▶ _GIVEN TASK A_
In the boat restoration thread, translate the sentence "Do you get any sag in the middle of the floor?" into Spanish.

▶ _SOURCE PASSAGE_
## start

# Boat is officially done, Lot's of pic's *Updated*



## JamesM56alum (Mar 26, 2012)

OK so i'v spent almost all winter working on this freaking thing and finally it's done. I will keep it short and sweet if you have any question's about what i did feel free to ask but other than that, enjoy the pic's!

*Edit* forgot to mention it's a 1956 14ft model F alumacraft


----------



## JamesM56alum (Mar 26, 2012)

Sorry if some of the pic's are mixed up, kinda hard to keep them all in order but you get the idea.


----------



## Proyotehunter (Mar 26, 2012)

Where are the finished pics? It is looking great.


----------



## JamesM56alum (Mar 26, 2012)




----------



## JamesM56alum (Mar 26, 2012)

Lol still uploading, more will be coming later this week, i still need to install the rod holders and buy a battery box but the boat it self is completely done.



Proyotehunter said:


> Where are the finished pics? It is looking great.


----------



## JamesM56alum (Mar 26, 2012)




----------



## BillG (Mar 26, 2012)

Nice job JamesM =D> I wish I could say the same, soon.

Are you going to take it out soon?


----------



## JamesM56alum (Mar 26, 2012)

If the weather agree's i will this coming weekend, sunday for sure since it's supposed to be in the 70's after that who know's because it's supposed to dip back in the 40's and they'er talking snow... i gotta get outta this freaking state!!!


----------



## JonBoatfever (Mar 26, 2012)

Looks good! Good job on the paint too! =D> =D>


----------



## MrSimon (Mar 26, 2012)

Neat idea on the center floor. Is it basically a hanging floor suspended by the four pieces of wood bolted to the sides? That's a pretty cool way of not having to build bracing and supports underneath. Do you get any sag in the middle of the floor?

Nice job on a nice boat!!


----------



## JamesM56alum (Mar 26, 2012)

Thanks, no sag what so ever man you could do jumping jacks, and literally i did lol it's solid as it get's i'm considering installing a mount for a ped seat also in the near future, but as of right now i need to do some damn fishing!


----------



## wihil (Mar 26, 2012)

You can go boating in the 40's.  We went after the ice broke out of the river and was shoving to the east shore of the Winne. We had snow on the deck.. :lol: And a heater.

## end

▶ _DATA ENTRIES_
## start

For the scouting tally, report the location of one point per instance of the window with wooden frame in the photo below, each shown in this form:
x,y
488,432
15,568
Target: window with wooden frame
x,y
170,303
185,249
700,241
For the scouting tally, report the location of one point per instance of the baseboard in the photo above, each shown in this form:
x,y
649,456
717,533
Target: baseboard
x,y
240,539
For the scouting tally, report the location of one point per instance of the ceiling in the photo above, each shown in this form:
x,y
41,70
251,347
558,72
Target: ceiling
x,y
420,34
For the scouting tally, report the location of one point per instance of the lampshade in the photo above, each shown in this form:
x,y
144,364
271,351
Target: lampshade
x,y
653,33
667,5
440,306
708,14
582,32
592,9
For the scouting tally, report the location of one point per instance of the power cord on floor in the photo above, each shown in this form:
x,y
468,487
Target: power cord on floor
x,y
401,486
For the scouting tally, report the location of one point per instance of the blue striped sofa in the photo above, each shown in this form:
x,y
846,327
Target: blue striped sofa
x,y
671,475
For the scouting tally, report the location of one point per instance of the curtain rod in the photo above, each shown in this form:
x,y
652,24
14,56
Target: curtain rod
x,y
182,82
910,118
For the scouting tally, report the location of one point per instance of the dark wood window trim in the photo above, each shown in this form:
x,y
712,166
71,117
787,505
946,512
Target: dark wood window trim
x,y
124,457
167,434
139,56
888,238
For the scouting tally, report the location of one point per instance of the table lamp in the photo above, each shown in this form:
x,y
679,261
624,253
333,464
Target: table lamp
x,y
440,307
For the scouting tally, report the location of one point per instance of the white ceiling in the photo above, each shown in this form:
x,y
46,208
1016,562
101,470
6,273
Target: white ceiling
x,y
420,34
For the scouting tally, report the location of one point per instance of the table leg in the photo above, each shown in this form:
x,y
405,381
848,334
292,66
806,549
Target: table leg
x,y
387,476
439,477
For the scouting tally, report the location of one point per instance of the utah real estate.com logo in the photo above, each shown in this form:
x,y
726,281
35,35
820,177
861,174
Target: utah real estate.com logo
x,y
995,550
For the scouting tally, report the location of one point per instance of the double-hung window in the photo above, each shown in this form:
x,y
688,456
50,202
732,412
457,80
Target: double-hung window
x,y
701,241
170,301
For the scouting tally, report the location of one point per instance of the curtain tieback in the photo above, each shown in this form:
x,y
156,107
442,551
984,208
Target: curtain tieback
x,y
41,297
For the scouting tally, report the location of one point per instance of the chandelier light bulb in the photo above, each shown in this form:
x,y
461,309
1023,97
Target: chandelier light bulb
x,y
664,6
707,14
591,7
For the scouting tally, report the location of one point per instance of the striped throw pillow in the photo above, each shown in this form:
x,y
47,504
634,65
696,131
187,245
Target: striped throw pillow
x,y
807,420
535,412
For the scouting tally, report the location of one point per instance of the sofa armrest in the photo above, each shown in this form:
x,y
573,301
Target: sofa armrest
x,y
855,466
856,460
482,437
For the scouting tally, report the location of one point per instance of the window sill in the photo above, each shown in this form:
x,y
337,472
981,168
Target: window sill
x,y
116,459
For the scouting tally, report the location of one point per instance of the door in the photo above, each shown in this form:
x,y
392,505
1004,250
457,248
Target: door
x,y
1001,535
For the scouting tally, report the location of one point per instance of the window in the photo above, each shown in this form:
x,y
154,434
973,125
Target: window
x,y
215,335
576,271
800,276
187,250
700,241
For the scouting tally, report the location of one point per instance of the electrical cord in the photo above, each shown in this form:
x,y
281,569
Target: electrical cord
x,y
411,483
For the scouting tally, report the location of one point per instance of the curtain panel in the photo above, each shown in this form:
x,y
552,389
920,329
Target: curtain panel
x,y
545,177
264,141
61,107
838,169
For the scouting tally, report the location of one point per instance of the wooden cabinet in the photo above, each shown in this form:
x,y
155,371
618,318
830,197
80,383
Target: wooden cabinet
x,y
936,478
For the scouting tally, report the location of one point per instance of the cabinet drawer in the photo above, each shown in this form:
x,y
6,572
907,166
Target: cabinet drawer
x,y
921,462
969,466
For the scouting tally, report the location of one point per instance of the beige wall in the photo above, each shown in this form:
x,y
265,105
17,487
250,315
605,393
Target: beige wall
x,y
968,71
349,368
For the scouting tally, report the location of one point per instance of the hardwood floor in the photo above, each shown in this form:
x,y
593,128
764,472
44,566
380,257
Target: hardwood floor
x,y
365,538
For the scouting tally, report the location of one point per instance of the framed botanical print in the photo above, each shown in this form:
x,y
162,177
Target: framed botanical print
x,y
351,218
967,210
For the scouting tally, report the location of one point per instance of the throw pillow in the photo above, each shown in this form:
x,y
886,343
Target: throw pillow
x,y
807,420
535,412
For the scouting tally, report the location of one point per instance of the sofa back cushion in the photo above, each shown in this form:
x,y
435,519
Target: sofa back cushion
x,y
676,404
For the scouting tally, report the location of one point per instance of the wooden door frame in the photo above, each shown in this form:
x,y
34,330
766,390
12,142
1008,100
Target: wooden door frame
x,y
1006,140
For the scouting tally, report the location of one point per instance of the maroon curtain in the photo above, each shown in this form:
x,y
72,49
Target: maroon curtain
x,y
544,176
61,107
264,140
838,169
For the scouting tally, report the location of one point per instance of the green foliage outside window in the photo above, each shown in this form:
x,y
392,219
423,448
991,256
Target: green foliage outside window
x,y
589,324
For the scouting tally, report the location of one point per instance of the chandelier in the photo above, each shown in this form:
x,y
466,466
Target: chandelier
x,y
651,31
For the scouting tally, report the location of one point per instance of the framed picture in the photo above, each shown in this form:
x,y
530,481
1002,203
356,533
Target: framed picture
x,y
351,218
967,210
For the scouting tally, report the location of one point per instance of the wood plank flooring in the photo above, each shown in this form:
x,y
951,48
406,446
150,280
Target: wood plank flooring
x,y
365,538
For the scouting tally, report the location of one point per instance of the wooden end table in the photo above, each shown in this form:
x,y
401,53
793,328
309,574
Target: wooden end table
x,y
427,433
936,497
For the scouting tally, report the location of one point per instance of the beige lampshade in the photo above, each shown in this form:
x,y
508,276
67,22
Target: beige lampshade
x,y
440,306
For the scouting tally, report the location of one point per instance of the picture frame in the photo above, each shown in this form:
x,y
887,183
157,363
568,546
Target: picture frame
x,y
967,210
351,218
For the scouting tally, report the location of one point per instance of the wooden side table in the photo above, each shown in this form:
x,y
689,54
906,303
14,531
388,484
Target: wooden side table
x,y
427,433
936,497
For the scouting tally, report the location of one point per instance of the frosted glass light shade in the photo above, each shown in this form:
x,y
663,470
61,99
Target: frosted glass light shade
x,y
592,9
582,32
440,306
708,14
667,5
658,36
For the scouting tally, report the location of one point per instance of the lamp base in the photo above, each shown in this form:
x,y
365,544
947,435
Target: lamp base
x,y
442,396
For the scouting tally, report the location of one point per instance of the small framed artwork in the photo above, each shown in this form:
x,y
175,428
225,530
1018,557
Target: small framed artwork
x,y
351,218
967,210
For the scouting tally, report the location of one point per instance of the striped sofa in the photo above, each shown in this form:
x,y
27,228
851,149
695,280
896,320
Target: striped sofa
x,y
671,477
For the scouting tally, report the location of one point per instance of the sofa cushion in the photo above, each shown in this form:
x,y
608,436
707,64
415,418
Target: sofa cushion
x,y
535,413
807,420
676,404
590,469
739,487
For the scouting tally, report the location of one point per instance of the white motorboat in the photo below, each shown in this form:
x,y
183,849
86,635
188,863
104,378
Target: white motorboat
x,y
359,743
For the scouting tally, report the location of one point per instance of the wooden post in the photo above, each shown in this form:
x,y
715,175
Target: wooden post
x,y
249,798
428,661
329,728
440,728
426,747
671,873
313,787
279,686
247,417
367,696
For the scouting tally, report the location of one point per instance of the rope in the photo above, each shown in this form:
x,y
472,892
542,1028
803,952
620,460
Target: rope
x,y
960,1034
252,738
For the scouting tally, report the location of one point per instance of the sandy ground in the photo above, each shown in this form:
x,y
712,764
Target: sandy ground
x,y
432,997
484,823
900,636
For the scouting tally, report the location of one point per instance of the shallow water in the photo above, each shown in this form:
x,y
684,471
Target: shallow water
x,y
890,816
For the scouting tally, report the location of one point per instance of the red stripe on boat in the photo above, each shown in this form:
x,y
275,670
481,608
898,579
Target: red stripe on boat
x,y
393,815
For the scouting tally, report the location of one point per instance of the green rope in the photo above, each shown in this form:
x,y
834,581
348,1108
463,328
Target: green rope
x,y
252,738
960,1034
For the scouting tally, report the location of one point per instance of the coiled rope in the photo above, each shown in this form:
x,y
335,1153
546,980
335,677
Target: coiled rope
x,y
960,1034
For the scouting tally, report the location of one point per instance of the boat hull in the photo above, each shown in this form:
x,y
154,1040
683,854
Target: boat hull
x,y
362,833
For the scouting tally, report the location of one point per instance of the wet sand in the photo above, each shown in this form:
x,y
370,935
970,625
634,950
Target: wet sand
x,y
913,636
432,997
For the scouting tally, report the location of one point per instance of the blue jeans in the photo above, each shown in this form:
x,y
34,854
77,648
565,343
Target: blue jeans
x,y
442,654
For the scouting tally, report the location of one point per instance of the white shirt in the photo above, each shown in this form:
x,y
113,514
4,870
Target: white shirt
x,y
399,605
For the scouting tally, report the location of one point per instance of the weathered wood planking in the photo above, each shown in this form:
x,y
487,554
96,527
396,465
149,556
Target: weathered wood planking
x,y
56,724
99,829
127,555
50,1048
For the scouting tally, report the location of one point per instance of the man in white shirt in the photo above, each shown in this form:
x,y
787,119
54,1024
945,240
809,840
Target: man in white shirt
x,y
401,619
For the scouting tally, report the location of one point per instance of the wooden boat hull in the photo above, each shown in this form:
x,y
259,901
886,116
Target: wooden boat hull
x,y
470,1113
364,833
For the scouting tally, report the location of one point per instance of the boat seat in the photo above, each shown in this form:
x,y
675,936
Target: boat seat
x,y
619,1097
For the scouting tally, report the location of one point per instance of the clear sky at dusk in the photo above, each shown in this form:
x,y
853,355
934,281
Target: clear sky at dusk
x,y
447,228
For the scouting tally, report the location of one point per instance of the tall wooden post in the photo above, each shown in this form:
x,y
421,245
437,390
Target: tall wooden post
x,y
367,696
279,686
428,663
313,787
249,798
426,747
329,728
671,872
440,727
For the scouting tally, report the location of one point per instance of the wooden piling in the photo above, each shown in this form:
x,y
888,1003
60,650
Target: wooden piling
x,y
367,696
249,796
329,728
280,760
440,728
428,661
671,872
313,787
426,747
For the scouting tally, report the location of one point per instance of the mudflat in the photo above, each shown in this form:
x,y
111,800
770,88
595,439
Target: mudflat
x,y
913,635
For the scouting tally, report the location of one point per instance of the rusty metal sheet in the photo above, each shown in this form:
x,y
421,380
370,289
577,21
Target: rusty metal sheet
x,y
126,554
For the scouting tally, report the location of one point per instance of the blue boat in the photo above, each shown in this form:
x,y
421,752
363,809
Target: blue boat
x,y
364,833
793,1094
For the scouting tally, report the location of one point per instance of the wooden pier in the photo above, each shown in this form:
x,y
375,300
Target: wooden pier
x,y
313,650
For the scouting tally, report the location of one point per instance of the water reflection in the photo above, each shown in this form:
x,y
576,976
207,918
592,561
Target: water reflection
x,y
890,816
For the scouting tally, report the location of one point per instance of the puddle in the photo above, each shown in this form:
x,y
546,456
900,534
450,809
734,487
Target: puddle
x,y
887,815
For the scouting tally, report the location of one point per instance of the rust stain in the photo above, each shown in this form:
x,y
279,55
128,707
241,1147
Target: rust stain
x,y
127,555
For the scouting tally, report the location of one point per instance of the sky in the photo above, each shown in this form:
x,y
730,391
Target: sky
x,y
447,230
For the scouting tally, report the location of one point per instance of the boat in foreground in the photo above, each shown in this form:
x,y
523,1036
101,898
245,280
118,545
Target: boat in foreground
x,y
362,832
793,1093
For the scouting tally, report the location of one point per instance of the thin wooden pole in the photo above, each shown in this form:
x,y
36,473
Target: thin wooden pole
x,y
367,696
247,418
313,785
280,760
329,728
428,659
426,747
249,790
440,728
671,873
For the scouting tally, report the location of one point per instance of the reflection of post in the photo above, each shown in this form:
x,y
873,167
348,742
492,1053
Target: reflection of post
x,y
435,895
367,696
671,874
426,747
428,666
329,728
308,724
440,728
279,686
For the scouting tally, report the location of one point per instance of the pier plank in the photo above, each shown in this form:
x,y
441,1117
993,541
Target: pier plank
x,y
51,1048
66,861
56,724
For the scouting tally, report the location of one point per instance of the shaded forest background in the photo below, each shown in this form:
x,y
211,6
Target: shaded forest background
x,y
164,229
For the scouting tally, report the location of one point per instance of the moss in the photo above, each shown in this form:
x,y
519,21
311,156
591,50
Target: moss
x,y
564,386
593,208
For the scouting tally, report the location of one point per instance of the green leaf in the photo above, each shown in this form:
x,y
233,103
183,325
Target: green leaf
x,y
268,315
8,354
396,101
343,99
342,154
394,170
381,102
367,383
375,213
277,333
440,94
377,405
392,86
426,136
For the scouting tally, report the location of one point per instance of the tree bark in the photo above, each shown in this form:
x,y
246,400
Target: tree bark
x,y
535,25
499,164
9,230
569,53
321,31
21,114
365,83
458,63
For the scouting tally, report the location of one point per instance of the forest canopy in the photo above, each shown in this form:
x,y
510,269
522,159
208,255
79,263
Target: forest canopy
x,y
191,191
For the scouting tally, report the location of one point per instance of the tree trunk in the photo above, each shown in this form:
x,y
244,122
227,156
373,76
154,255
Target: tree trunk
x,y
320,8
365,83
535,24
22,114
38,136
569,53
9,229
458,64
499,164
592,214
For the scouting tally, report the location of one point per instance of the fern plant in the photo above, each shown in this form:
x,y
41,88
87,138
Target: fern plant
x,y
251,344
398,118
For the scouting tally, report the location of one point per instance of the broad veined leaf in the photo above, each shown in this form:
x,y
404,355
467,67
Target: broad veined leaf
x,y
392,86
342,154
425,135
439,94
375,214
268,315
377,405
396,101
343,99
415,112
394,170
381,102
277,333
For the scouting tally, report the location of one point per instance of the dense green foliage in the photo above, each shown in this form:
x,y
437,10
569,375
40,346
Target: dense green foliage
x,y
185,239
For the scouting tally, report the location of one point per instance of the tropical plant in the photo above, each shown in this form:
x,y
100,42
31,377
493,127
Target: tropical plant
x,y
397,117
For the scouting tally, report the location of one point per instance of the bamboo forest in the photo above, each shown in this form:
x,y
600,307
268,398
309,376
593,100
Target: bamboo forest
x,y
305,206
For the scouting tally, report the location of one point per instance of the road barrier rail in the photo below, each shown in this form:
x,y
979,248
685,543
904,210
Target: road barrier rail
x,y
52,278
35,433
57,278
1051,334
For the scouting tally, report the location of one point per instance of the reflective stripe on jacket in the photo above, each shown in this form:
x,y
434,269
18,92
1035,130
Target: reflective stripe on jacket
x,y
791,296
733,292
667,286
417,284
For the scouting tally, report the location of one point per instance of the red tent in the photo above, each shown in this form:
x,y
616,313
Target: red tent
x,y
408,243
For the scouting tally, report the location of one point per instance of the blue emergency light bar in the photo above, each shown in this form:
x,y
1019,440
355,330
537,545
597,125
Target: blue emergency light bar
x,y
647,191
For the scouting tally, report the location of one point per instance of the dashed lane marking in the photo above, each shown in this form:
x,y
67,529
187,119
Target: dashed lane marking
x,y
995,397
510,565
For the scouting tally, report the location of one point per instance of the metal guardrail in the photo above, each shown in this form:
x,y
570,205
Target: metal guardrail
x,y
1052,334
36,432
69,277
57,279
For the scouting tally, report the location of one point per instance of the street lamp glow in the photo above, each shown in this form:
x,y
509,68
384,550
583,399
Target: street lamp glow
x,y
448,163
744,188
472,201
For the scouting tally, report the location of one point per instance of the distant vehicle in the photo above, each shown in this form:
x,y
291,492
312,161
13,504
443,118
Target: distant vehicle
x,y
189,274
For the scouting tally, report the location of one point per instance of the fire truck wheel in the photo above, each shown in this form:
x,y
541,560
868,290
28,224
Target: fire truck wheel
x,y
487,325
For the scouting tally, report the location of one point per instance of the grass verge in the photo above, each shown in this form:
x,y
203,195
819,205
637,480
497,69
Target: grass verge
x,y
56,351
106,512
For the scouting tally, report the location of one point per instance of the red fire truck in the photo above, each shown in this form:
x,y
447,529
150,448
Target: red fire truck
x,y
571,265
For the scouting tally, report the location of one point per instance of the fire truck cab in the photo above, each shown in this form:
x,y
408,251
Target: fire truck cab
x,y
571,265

## end

▶ _GIVEN TASK B_
Count the lines in the records that contain the word "glow" and reply with the number alone.

▶ _CORRECT RESPONSE A_
¿Notas algún hundimiento en el centro del piso?

▶ _CORRECT RESPONSE B_
2